We moeten het dringend over plagiaat hebben

Na enkele recente voorvallen in de circuswereld – waar het op zijn minst rook naar plagiaat – is het hoog tijd om het concept eens grondig onder de loep te nemen. Stijn Michielsen, juridisch adviseur bij Cultuurloket, loodst ons door de belangrijkste begrippen en mogelijkheden om jezelf als artiest te beschermen.

Eerst en vooral, wat is plagiaat?

Stijn Michielsen: “Het is belangrijk om het verschil met auteursrecht scherp te stellen. Plagiaat kan namelijk een inbreuk op het auteursrecht zijn, maar dat is niet steeds het geval. Plagiaat betekent letterlijk: het zich toe-eigenen van het geestelijk werk van iemand anders en het als eigen werk openbaar maken. Maar ideeën zijn niet beschermd in het auteursrecht. Als je dus iemand zijn gedachte laat doorgaan voor jouw gedachte dan kan dit wel plagiaat zijn, maar geen inbreuk op het auteursrecht. Plagiaat van een idee kan onethisch zijn en het vertrouwen schaden, maar dat is op zich niet verboden, tenzij je een vertrouwelijkheidsclausule of overeenkomst hebt afgesloten en die geschonden blijkt – dan kan je de contractuele aansprakelijkheid van de tegenpartij inroepen. Het auteursrecht beschermt enkel auteursrechtelijk beschermde werken die origineel en in een concrete vorm zijn uitgedrukt. Eigent iemand je gecreëerde circusvoorstelling zonder toestemming toe en maakt die de voorstelling publiek, dan kan je zowel spreken van plagiaat als een inbreuk op het auteursrecht.”

Welke vormen van auteursrecht bestaan er?

“Auteursrechten bestaan uit vermogensrechten en morele rechten. Vermogensrechten gaan over het exploiteren van je werk, over geld dat je ermee kan verdienen. Je kan die rechten ook overdragen aan iemand anders. Er zijn twee soorten vermogensrechten: het recht op publieke mededeling – bijvoorbeeld live-vertoning, vertolking, uitzending, streaming – en het reproductierecht – bijvoorbeeld het recht om het werk te kopiëren, vertalen, bewerken, verhuren, uitlenen, het distributierecht… Morele rechten gaan dan weer over de bescherming van de morele belangen van de auteur – je kan die dus niet zomaar overdragen aan anderen. Concreet gaat het over het divulgatierecht (het recht om het werk bekend te maken), het ouderschapsrecht (het recht op erkenning als maker van het werk) en het integriteitsrecht (het recht op eerbied voor je werk).”
============
■ Gegeven opdracht 1
Welke twee soorten vermogensrechten onderscheidt het bronfragment?
De rijen hebben niets met het bronfragment te maken.

■ Aangeleverde gegevens
============
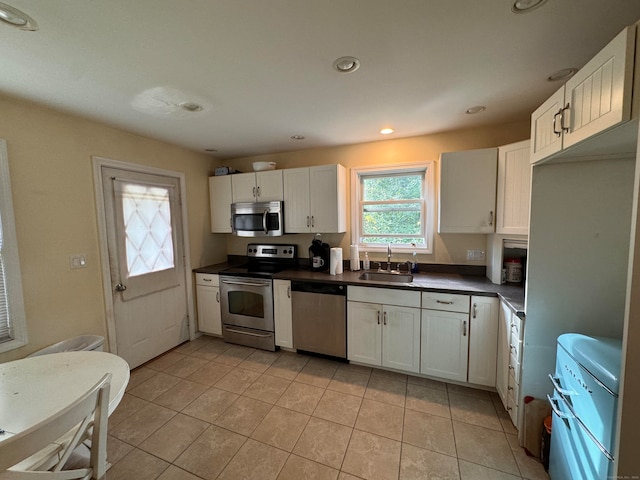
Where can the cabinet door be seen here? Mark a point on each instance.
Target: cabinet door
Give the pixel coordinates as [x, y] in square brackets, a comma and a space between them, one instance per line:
[514, 188]
[502, 363]
[269, 186]
[599, 95]
[208, 304]
[444, 344]
[220, 203]
[401, 338]
[468, 191]
[297, 218]
[244, 187]
[364, 333]
[546, 128]
[483, 340]
[327, 205]
[282, 313]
============
■ Gegeven opdracht 2
Vervang in alle rijen hierboven "cabinet door" door "kitchen door" en geef ze verder ongewijzigd terug. Laat de afbeeldingen alsjeblieft weg.

■ Volledige uitvoer 1
Het recht op publieke mededeling en het reproductierecht.

■ Volledige uitvoer 2
Where can the kitchen door be seen here? Mark a point on each instance.
Target: kitchen door
Give the pixel coordinates as [x, y] in square brackets, a comma and a space between them, one instance per line:
[514, 188]
[502, 363]
[269, 186]
[599, 95]
[208, 304]
[444, 344]
[220, 203]
[401, 338]
[468, 191]
[297, 218]
[244, 187]
[364, 333]
[546, 128]
[483, 340]
[327, 205]
[282, 313]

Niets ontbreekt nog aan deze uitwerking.